(THE INPUT Opens)

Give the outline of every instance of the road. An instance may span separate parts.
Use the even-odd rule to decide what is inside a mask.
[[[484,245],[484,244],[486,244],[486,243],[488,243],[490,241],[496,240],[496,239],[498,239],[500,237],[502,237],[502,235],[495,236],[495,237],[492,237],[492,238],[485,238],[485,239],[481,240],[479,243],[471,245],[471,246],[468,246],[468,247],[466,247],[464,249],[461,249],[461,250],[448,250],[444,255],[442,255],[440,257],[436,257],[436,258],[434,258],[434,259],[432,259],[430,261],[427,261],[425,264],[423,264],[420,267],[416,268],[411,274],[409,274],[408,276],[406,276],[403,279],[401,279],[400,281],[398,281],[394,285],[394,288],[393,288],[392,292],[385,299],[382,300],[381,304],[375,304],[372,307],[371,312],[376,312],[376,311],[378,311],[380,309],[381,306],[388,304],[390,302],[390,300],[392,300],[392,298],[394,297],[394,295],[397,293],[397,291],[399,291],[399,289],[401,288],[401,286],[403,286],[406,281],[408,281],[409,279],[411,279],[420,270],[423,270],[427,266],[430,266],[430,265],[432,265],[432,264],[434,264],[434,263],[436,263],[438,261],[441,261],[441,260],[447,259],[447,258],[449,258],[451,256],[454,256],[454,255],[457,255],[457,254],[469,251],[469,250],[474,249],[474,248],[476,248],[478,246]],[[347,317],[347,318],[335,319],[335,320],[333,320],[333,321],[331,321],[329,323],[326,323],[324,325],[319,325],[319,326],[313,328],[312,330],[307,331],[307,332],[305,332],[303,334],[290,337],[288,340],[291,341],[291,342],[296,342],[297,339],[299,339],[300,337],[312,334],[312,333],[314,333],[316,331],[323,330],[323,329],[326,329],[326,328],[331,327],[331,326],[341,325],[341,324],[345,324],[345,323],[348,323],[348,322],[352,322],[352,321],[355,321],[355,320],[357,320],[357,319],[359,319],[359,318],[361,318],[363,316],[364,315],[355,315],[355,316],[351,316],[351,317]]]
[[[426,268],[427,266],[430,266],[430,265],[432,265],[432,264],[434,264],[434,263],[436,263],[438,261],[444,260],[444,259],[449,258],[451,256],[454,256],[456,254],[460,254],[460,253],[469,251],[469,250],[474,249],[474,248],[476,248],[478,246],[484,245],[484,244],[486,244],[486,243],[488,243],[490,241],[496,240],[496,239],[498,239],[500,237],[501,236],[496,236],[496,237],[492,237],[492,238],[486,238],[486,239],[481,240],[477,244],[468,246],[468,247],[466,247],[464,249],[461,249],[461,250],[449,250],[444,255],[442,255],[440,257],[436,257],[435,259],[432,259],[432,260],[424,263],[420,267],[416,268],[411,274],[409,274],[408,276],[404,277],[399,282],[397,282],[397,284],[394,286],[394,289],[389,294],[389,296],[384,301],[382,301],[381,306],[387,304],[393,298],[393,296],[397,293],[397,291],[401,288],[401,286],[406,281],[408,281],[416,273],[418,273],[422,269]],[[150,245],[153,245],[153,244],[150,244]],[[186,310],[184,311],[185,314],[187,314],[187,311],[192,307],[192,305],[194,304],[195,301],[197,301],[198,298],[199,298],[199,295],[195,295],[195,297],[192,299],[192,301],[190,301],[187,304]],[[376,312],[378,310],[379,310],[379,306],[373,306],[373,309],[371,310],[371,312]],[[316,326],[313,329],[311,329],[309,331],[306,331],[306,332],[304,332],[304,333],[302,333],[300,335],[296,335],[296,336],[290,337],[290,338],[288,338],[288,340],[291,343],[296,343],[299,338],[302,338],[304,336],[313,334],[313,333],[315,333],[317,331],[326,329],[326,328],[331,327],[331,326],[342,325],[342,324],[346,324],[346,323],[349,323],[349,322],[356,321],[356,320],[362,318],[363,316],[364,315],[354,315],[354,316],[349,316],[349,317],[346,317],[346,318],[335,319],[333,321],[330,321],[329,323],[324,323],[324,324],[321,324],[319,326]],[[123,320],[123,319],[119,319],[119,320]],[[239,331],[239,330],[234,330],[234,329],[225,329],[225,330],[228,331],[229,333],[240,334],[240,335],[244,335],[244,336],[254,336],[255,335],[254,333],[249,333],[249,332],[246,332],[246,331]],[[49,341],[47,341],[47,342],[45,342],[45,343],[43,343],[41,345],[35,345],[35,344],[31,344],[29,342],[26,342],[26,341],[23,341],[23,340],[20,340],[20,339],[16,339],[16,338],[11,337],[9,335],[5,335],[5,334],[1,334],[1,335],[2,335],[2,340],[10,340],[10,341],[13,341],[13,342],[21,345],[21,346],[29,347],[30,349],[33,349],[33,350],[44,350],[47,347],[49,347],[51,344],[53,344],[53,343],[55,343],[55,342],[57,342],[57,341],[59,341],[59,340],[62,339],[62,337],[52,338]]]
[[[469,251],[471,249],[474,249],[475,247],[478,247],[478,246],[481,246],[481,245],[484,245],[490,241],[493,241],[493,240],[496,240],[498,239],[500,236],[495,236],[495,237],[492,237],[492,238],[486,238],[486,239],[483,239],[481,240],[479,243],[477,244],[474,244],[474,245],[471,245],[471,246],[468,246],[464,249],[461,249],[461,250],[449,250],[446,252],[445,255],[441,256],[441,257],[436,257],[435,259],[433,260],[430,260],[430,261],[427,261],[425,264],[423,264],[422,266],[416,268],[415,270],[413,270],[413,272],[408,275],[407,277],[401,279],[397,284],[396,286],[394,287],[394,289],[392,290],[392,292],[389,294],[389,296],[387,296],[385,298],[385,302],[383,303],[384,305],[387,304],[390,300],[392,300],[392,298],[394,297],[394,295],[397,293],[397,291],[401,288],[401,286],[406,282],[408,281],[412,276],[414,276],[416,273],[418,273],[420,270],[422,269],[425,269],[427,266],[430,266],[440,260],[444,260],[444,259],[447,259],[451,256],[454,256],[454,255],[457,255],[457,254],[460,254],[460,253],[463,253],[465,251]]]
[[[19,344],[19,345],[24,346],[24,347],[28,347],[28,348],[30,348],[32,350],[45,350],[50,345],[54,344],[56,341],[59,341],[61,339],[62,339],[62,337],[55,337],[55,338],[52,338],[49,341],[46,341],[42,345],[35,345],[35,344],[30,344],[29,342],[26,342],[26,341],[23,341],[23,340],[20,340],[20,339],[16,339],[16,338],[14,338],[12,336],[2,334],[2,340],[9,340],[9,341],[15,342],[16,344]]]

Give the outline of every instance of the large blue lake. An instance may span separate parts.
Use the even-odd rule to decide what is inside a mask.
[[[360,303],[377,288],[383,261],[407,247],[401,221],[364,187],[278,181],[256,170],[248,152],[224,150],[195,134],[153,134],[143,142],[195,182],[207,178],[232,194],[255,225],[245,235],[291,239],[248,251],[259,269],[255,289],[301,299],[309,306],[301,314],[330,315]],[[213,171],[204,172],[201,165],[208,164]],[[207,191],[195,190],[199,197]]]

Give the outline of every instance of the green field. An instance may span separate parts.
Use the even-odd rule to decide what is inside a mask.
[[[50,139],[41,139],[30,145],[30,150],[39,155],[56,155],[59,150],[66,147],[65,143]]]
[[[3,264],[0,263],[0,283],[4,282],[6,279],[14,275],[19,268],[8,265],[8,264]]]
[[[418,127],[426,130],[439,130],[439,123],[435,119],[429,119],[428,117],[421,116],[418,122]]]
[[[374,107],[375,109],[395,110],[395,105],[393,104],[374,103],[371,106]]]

(THE INPUT Closes)

WORK INSTRUCTIONS
How many lines of the data contain the word "instance"? Answer with the number alone.

EXERCISE RESPONSE
3